• **Data for the task**:

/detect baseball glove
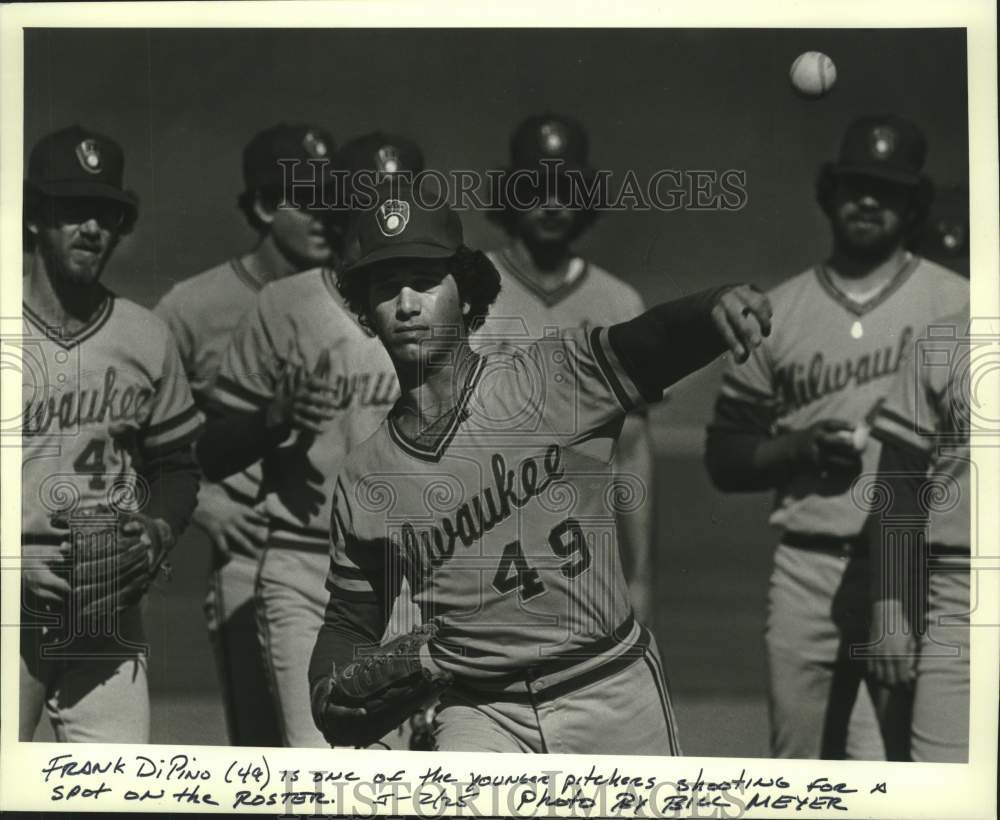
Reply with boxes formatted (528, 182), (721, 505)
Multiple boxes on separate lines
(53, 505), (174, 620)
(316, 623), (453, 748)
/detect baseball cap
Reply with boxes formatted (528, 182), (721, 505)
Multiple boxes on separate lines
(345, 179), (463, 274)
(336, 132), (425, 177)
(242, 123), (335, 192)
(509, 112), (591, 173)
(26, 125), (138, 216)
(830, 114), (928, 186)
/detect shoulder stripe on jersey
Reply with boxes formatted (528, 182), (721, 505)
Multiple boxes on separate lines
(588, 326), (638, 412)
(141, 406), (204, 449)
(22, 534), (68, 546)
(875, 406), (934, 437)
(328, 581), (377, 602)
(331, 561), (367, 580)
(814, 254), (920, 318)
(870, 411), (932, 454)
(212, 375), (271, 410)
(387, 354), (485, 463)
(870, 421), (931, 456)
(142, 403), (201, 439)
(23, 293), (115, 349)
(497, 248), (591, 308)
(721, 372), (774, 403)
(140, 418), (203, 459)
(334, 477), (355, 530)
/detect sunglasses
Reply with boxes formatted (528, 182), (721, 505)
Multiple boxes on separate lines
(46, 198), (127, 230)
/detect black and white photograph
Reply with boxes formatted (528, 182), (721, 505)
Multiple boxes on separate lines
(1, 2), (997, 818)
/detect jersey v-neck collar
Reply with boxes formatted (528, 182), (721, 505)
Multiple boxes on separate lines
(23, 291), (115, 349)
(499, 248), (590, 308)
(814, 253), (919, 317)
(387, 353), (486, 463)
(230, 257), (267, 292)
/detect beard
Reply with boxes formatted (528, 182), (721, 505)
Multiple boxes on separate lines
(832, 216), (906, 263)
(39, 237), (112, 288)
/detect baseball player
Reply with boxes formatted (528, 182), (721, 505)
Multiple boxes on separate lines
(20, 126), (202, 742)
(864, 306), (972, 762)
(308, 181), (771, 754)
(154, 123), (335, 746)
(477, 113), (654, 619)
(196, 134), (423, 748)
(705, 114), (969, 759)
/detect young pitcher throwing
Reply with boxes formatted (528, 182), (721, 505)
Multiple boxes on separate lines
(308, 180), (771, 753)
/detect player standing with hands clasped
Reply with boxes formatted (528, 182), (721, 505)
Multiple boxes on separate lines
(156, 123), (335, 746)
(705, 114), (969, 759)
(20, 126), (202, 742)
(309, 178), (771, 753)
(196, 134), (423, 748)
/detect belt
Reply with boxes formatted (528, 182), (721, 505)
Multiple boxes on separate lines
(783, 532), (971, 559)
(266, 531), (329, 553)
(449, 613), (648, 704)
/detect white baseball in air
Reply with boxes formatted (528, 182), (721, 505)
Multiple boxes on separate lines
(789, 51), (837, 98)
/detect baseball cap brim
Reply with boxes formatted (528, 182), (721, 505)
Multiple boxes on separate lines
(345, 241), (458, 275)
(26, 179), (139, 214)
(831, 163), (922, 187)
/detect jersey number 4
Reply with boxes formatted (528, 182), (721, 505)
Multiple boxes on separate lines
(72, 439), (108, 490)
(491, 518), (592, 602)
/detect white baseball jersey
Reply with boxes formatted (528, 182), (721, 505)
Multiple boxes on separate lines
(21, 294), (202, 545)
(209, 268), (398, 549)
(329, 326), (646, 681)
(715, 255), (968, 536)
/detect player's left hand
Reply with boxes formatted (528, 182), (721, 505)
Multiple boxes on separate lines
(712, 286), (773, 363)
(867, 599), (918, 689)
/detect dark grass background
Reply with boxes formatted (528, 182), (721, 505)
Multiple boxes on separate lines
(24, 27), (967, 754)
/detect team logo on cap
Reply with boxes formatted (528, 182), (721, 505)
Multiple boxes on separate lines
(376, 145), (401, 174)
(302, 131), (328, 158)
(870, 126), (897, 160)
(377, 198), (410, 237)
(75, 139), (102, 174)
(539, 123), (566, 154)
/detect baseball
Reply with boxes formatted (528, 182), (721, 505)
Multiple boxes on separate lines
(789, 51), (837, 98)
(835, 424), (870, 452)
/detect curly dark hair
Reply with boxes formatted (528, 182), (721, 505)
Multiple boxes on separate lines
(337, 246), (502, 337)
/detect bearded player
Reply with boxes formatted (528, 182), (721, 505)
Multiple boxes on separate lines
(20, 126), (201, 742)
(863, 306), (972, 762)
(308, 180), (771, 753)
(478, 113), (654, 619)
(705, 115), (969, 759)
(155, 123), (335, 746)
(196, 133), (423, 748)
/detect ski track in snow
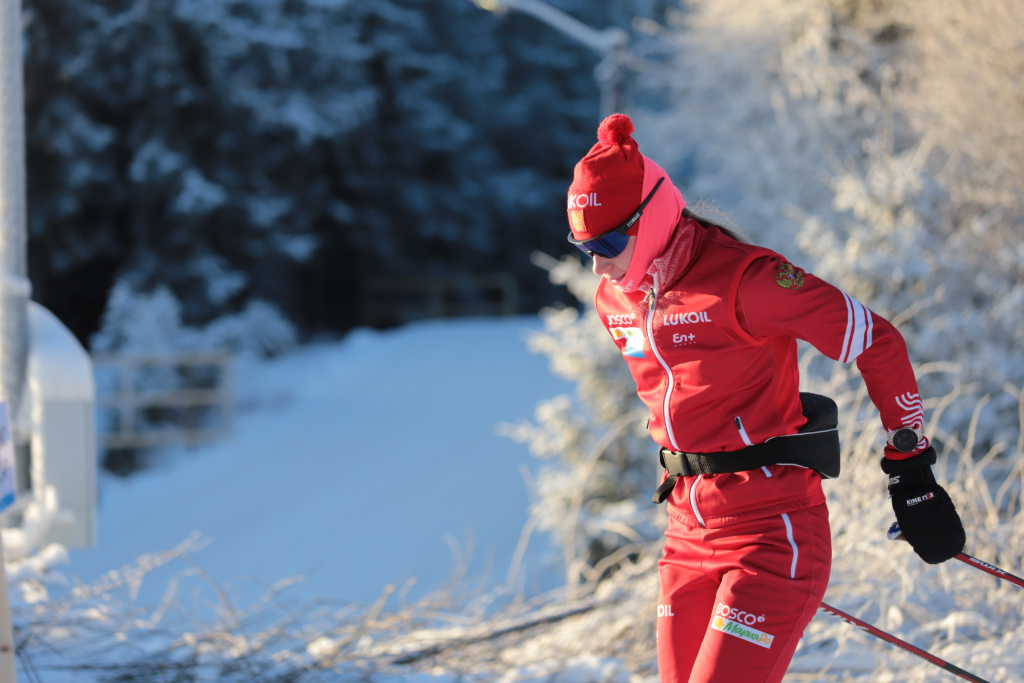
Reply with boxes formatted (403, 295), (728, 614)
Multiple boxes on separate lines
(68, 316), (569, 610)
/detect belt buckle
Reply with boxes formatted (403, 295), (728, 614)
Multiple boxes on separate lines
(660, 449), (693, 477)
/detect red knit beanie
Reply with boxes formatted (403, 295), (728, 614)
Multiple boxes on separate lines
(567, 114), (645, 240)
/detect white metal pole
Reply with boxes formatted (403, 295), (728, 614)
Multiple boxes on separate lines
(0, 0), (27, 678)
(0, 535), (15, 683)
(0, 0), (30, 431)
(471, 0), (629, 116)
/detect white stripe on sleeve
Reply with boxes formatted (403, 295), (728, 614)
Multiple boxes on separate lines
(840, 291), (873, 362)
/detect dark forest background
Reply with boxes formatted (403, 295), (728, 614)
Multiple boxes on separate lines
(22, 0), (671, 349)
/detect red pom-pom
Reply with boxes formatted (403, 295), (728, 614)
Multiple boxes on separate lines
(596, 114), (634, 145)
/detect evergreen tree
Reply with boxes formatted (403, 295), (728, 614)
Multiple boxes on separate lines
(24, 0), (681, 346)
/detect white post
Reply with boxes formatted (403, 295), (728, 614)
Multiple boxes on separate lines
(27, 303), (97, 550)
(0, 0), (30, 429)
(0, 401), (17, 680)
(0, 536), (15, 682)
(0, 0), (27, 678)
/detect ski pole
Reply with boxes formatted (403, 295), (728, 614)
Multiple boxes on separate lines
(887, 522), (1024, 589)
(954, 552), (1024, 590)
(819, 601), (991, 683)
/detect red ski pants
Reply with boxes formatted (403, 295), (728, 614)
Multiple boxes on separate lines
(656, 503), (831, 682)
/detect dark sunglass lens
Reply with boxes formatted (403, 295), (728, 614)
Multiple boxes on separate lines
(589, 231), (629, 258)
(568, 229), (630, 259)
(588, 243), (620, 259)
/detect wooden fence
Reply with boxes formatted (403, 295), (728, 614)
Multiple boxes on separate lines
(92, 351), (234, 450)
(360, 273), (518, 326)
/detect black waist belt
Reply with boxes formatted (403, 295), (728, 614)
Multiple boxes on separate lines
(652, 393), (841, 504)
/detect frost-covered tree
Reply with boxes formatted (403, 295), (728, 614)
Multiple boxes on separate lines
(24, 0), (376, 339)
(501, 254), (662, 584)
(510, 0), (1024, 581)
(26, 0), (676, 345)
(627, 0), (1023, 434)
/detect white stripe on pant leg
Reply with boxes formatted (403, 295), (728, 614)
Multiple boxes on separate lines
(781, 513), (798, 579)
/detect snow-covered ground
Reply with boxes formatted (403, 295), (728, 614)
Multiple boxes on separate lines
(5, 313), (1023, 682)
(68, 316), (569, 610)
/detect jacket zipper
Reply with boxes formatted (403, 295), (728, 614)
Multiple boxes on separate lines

• **Task statement**: Scan the entries for lines holding the string "belt", then copy every one of them.

• **Solution to this exercise**:
/detect belt
/detect belt buckle
/detect black waist belt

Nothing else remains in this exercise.